▼
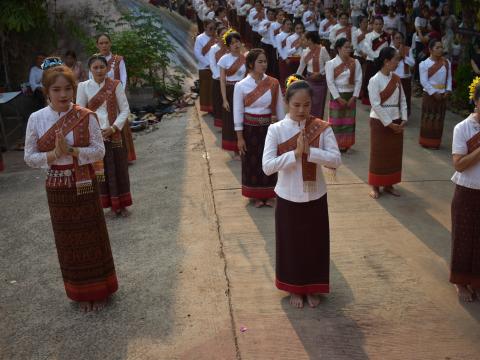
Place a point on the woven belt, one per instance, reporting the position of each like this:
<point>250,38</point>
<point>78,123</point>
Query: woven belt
<point>257,120</point>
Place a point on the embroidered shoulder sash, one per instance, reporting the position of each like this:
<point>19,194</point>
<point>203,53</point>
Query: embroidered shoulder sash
<point>76,120</point>
<point>269,83</point>
<point>392,85</point>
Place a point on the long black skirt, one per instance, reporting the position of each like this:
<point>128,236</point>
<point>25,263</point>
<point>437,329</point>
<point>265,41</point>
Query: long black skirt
<point>302,246</point>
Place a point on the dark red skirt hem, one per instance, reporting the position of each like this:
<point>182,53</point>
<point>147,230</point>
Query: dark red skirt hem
<point>258,193</point>
<point>229,145</point>
<point>384,180</point>
<point>94,291</point>
<point>116,203</point>
<point>206,108</point>
<point>303,289</point>
<point>430,143</point>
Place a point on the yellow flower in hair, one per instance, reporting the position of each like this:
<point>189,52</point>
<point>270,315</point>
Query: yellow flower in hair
<point>473,86</point>
<point>291,79</point>
<point>228,32</point>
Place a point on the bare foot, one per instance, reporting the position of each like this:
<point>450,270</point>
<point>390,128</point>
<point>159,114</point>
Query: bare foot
<point>391,191</point>
<point>296,300</point>
<point>258,203</point>
<point>270,202</point>
<point>124,212</point>
<point>375,193</point>
<point>313,300</point>
<point>464,294</point>
<point>99,305</point>
<point>85,306</point>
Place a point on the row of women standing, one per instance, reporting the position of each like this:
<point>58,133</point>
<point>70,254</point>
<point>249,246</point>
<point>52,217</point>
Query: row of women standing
<point>84,150</point>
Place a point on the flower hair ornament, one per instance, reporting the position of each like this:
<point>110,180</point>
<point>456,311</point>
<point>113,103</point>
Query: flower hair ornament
<point>290,80</point>
<point>472,87</point>
<point>228,32</point>
<point>51,62</point>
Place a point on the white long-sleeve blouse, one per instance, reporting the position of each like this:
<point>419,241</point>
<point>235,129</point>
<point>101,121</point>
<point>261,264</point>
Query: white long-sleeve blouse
<point>290,180</point>
<point>41,121</point>
<point>342,83</point>
<point>390,110</point>
<point>259,107</point>
<point>88,89</point>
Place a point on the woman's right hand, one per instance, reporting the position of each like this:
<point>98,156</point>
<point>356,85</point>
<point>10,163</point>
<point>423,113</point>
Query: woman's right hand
<point>226,106</point>
<point>300,144</point>
<point>397,129</point>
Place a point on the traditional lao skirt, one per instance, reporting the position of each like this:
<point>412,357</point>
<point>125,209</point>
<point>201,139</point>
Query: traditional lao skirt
<point>386,150</point>
<point>319,88</point>
<point>205,77</point>
<point>115,190</point>
<point>370,71</point>
<point>127,135</point>
<point>302,246</point>
<point>255,184</point>
<point>342,120</point>
<point>229,136</point>
<point>217,103</point>
<point>407,89</point>
<point>433,116</point>
<point>465,261</point>
<point>81,238</point>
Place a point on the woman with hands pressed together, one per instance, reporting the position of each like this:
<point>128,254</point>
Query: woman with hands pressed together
<point>296,148</point>
<point>107,98</point>
<point>65,139</point>
<point>387,120</point>
<point>257,102</point>
<point>232,70</point>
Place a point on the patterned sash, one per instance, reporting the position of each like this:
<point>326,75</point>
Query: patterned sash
<point>404,50</point>
<point>76,120</point>
<point>432,70</point>
<point>114,63</point>
<point>314,55</point>
<point>232,70</point>
<point>379,41</point>
<point>313,129</point>
<point>473,143</point>
<point>392,85</point>
<point>269,83</point>
<point>344,66</point>
<point>206,48</point>
<point>222,51</point>
<point>347,30</point>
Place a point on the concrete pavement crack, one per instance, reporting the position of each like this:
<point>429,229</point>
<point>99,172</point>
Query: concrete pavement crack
<point>222,250</point>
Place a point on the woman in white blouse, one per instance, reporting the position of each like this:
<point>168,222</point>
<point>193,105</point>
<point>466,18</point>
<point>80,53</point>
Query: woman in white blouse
<point>65,139</point>
<point>281,46</point>
<point>465,262</point>
<point>314,58</point>
<point>257,102</point>
<point>387,120</point>
<point>232,70</point>
<point>297,148</point>
<point>107,98</point>
<point>344,80</point>
<point>436,79</point>
<point>214,55</point>
<point>294,48</point>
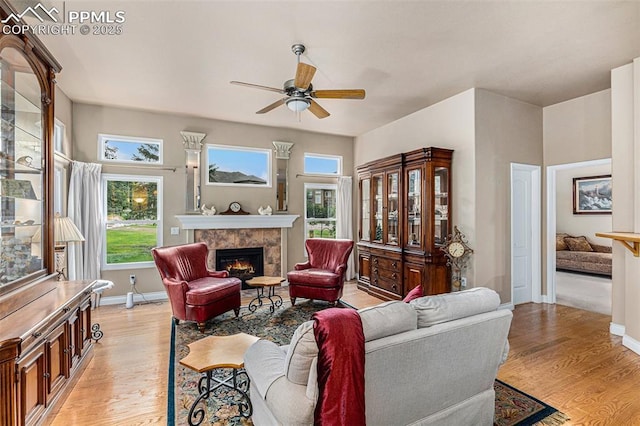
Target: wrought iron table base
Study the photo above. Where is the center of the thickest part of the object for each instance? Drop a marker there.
(237, 381)
(276, 300)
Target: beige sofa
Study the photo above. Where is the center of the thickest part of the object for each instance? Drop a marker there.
(578, 254)
(430, 362)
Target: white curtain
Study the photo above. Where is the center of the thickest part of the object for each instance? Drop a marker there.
(344, 210)
(85, 209)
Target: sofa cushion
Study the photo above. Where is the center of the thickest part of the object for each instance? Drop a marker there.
(578, 244)
(451, 306)
(204, 291)
(314, 277)
(413, 294)
(386, 319)
(302, 350)
(560, 244)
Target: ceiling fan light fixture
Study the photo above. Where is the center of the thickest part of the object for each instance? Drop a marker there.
(297, 104)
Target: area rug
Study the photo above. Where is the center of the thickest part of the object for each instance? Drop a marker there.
(513, 407)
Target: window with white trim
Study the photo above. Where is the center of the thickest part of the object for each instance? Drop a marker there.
(320, 210)
(133, 217)
(321, 164)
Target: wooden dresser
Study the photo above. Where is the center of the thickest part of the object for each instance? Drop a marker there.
(45, 342)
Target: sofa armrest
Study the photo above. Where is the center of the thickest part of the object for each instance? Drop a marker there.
(218, 274)
(264, 363)
(301, 266)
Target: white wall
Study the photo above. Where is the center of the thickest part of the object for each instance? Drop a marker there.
(579, 224)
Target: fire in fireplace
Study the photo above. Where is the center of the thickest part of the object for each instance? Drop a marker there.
(242, 263)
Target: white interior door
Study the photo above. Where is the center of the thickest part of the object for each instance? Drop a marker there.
(525, 234)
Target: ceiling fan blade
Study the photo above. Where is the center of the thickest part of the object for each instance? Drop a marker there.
(317, 110)
(274, 105)
(339, 94)
(304, 75)
(257, 86)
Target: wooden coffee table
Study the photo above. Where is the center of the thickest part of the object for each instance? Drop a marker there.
(216, 352)
(260, 283)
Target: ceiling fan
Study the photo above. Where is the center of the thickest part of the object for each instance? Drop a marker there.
(299, 91)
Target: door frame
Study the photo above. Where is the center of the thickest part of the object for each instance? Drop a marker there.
(550, 297)
(536, 233)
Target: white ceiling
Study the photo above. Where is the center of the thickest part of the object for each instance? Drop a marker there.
(179, 56)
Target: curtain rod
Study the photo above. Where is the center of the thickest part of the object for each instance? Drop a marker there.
(141, 166)
(319, 175)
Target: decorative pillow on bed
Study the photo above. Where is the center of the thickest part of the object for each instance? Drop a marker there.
(560, 244)
(578, 244)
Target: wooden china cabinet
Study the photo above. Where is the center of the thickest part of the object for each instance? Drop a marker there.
(405, 211)
(45, 324)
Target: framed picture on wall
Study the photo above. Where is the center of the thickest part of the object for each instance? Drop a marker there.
(592, 195)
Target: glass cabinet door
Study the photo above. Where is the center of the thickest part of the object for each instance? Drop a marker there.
(21, 169)
(441, 207)
(377, 207)
(392, 209)
(414, 199)
(365, 205)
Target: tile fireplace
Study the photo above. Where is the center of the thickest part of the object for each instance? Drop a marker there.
(242, 263)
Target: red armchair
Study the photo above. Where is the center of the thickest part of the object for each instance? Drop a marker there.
(195, 292)
(322, 276)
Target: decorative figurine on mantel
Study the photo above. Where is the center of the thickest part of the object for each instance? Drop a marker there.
(208, 212)
(265, 211)
(457, 252)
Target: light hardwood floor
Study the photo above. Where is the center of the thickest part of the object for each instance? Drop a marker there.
(561, 355)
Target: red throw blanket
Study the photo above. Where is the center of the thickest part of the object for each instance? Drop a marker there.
(340, 339)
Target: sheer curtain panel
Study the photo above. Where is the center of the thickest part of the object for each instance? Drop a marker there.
(85, 209)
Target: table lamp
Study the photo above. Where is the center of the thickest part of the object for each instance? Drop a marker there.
(64, 231)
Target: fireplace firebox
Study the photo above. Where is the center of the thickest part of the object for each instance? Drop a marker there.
(242, 263)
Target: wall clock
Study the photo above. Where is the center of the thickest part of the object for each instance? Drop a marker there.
(234, 208)
(457, 252)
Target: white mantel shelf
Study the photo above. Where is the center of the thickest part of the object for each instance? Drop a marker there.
(194, 221)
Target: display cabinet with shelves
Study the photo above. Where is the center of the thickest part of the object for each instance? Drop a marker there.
(44, 323)
(410, 197)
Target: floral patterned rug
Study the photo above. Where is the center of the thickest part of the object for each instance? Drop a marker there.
(513, 407)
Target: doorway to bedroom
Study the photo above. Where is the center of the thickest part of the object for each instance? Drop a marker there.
(579, 263)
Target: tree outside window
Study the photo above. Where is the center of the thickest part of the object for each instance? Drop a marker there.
(320, 211)
(133, 226)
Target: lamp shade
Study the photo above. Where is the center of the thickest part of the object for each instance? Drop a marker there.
(65, 231)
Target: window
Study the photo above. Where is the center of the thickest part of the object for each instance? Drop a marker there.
(320, 210)
(319, 164)
(129, 149)
(229, 165)
(133, 210)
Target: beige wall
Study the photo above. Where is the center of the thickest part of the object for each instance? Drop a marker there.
(507, 131)
(578, 129)
(64, 114)
(447, 124)
(574, 131)
(90, 120)
(625, 87)
(579, 224)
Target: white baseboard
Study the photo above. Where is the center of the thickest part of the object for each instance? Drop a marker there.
(616, 329)
(137, 298)
(631, 343)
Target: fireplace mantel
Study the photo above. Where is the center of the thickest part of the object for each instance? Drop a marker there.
(236, 221)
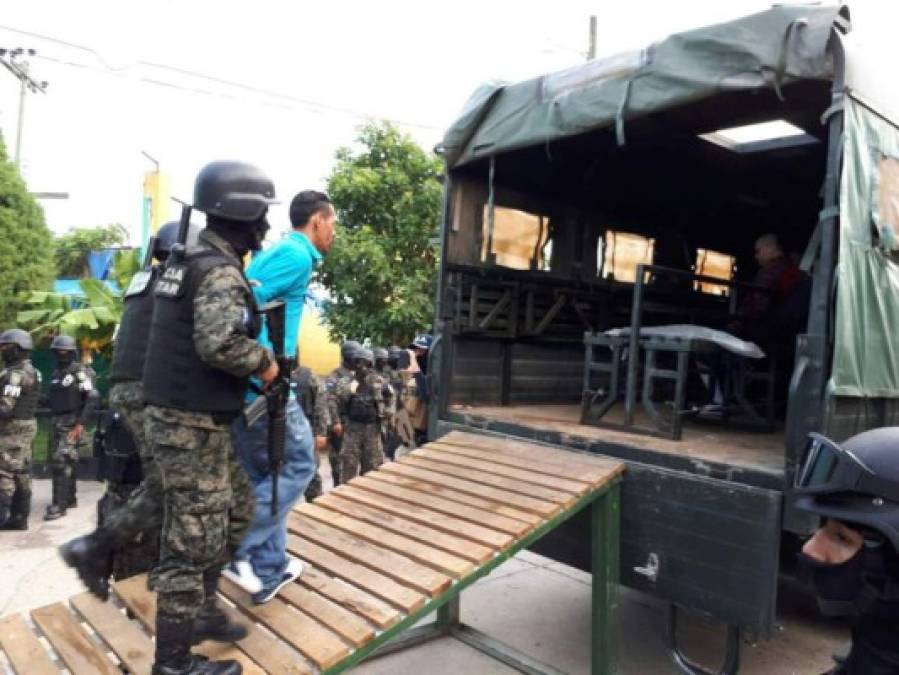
▲
▸ **What is being asked**:
Word for word, restate the lines of the data above that fall between the line holding "Target: display cabinet with shelves" and the line holding "Target: tree outside window", inclusive, and no other lines.

▸ **Response to the task**:
Target: display cabinet with shelves
Study the photo above. Where is the center of the thickest part of the object for each instance? Drop a marker there.
(44, 323)
(410, 197)
Target: floral patterned rug
Study the photo above. Where is the center of the thickest part of the object for each instance? Drop a marker there.
(513, 407)
Target: doorway to bedroom
Study the photo above. Where is the center of the thickest part of the object for each instance? Drop a marker there.
(579, 263)
Target: tree outside window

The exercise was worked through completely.